## Problem statement
Once you have read the records below, write them all out exactly as given.

##### Dataset

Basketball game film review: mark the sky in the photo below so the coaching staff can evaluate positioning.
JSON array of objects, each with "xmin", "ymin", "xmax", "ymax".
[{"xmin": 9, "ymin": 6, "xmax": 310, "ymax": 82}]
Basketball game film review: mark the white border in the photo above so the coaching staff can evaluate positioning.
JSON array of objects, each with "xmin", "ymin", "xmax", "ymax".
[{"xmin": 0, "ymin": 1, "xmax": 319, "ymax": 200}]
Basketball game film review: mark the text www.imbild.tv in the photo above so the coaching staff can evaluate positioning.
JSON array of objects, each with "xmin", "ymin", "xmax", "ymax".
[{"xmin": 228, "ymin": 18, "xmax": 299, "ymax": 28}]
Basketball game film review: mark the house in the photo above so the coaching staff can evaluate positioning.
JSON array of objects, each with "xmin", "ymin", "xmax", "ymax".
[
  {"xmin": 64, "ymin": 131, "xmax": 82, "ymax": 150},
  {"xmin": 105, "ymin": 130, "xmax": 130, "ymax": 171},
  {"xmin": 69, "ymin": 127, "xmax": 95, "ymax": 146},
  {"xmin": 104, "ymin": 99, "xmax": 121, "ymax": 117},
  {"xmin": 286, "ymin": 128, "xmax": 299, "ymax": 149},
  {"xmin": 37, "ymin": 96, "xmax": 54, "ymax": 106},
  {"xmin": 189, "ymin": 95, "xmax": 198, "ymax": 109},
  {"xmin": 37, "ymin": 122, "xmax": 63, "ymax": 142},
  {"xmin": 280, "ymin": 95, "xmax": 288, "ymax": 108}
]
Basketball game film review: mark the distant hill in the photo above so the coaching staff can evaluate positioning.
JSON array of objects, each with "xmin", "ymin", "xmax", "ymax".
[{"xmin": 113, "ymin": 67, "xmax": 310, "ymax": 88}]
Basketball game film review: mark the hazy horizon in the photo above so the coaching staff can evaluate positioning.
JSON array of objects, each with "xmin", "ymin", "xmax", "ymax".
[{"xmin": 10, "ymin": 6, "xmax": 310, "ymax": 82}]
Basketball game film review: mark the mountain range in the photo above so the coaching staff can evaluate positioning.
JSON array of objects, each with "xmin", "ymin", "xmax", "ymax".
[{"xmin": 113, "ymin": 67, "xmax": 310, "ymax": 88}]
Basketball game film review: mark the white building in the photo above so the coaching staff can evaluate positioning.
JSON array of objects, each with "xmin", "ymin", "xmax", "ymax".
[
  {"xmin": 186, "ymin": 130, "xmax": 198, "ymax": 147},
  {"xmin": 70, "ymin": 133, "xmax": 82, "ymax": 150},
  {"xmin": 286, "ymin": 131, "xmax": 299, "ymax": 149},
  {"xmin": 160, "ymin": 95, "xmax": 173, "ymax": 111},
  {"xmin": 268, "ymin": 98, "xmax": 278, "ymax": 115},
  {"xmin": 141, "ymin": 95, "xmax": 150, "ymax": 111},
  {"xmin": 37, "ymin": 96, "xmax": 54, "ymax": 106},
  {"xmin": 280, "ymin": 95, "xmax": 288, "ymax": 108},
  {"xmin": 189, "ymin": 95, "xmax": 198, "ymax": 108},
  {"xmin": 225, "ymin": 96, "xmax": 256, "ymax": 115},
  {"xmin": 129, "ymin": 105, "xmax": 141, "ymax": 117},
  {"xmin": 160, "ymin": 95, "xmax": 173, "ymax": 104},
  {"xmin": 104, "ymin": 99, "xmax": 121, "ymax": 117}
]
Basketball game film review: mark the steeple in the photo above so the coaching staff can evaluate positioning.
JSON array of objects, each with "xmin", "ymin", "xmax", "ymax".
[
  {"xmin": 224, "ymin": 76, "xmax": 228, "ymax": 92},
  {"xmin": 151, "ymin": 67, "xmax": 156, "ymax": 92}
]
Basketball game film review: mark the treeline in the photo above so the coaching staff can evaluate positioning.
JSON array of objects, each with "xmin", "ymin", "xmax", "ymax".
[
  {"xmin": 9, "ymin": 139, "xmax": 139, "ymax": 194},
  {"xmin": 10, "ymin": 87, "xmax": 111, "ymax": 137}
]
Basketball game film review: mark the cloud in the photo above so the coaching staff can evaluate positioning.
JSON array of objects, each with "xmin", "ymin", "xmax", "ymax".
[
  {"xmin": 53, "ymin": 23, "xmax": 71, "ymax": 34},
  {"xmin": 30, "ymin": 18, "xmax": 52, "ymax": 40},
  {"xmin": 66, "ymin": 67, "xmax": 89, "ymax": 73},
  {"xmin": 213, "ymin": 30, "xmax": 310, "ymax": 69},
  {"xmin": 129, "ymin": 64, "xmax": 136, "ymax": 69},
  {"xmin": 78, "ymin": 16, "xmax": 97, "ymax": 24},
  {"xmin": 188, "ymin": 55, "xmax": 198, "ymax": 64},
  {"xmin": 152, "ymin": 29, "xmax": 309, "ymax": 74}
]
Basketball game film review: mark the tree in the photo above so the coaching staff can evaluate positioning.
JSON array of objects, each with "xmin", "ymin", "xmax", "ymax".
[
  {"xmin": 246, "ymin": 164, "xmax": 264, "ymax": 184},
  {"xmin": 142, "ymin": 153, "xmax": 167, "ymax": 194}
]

##########

## Exercise response
Basketball game film review: mark the sky in the photo below so the coaching staff can evaluate positioning.
JSON array of objects, each with "xmin", "ymin", "xmax", "ymax".
[{"xmin": 9, "ymin": 6, "xmax": 310, "ymax": 82}]
Basketball game film review: mark the white border in the photo above so the coaching staff can evaluate positioning.
JSON array of objects, each with "xmin", "ymin", "xmax", "ymax".
[{"xmin": 0, "ymin": 1, "xmax": 319, "ymax": 200}]
Basketball game film review: mark the text www.imbild.tv in the photo above so the coaching staff can evaluate positioning.
JSON array of objects, each with "xmin", "ymin", "xmax", "ymax".
[{"xmin": 228, "ymin": 18, "xmax": 299, "ymax": 28}]
Basketball game film review: mark the house in the photo above so the coaching staff can evaluate positioning.
JSON array of objects, each with "xmin", "ymin", "xmax", "ymax".
[
  {"xmin": 64, "ymin": 131, "xmax": 82, "ymax": 150},
  {"xmin": 105, "ymin": 130, "xmax": 130, "ymax": 171},
  {"xmin": 69, "ymin": 127, "xmax": 95, "ymax": 146},
  {"xmin": 104, "ymin": 99, "xmax": 121, "ymax": 117},
  {"xmin": 286, "ymin": 128, "xmax": 299, "ymax": 149},
  {"xmin": 37, "ymin": 96, "xmax": 54, "ymax": 106},
  {"xmin": 189, "ymin": 95, "xmax": 198, "ymax": 109},
  {"xmin": 37, "ymin": 122, "xmax": 63, "ymax": 142},
  {"xmin": 280, "ymin": 95, "xmax": 288, "ymax": 108}
]
Basketball game film review: mark the distant hill in the photo above so the coaching staff can evaluate positioning.
JSON array of objects, each with "xmin", "ymin", "xmax", "ymax".
[{"xmin": 113, "ymin": 67, "xmax": 310, "ymax": 88}]
Basketball game film review: mark the hazy horizon in the photo above so the coaching staff can evaluate positioning.
JSON array of objects, each with "xmin", "ymin", "xmax", "ymax".
[{"xmin": 10, "ymin": 6, "xmax": 310, "ymax": 82}]
Basketball game film review: mark the mountain range in the photo above so the coaching staff can evaluate positioning.
JSON array of objects, each with "xmin", "ymin", "xmax", "ymax".
[{"xmin": 113, "ymin": 67, "xmax": 310, "ymax": 88}]
Basketball game film review: mark the white building in the photo above so the coaching staff can evaluate positioning.
JSON array of objects, each with "xmin", "ymin", "xmax", "ymax".
[
  {"xmin": 186, "ymin": 130, "xmax": 198, "ymax": 147},
  {"xmin": 70, "ymin": 133, "xmax": 82, "ymax": 150},
  {"xmin": 286, "ymin": 131, "xmax": 299, "ymax": 149},
  {"xmin": 160, "ymin": 95, "xmax": 173, "ymax": 111},
  {"xmin": 268, "ymin": 98, "xmax": 278, "ymax": 115},
  {"xmin": 141, "ymin": 95, "xmax": 150, "ymax": 111},
  {"xmin": 37, "ymin": 96, "xmax": 54, "ymax": 106},
  {"xmin": 280, "ymin": 95, "xmax": 288, "ymax": 108},
  {"xmin": 189, "ymin": 95, "xmax": 198, "ymax": 108},
  {"xmin": 225, "ymin": 96, "xmax": 256, "ymax": 115},
  {"xmin": 129, "ymin": 105, "xmax": 141, "ymax": 117},
  {"xmin": 160, "ymin": 95, "xmax": 173, "ymax": 104},
  {"xmin": 104, "ymin": 99, "xmax": 121, "ymax": 117}
]
Basketball game film review: mark the steeple in the photo above so the coaching staff can evaluate positioning.
JSON array of objects, each with "xmin", "ymin", "xmax", "ymax".
[
  {"xmin": 224, "ymin": 76, "xmax": 228, "ymax": 92},
  {"xmin": 151, "ymin": 67, "xmax": 156, "ymax": 92}
]
Basketball game film review: mark the treeline in the photo above so the coaching staff can evaluate positioning.
JSON array of objects, each with "xmin", "ymin", "xmax", "ymax".
[
  {"xmin": 9, "ymin": 139, "xmax": 139, "ymax": 194},
  {"xmin": 10, "ymin": 87, "xmax": 111, "ymax": 137}
]
Basketball game film review: mark the cloud in the photo above so the coaching staff can evaluate positioning.
JSON array of objects, each with "xmin", "ymin", "xmax", "ymax".
[
  {"xmin": 53, "ymin": 23, "xmax": 71, "ymax": 34},
  {"xmin": 30, "ymin": 18, "xmax": 52, "ymax": 40},
  {"xmin": 66, "ymin": 67, "xmax": 89, "ymax": 73},
  {"xmin": 213, "ymin": 30, "xmax": 310, "ymax": 69},
  {"xmin": 129, "ymin": 64, "xmax": 136, "ymax": 69},
  {"xmin": 78, "ymin": 16, "xmax": 97, "ymax": 24},
  {"xmin": 188, "ymin": 55, "xmax": 198, "ymax": 64},
  {"xmin": 152, "ymin": 29, "xmax": 309, "ymax": 74}
]
Basketball game film review: mark the tree in the photo above so the coaching staff can evaluate positioning.
JSON array of objects, each with "xmin", "ymin", "xmax", "ymax".
[
  {"xmin": 246, "ymin": 164, "xmax": 264, "ymax": 184},
  {"xmin": 142, "ymin": 153, "xmax": 167, "ymax": 194}
]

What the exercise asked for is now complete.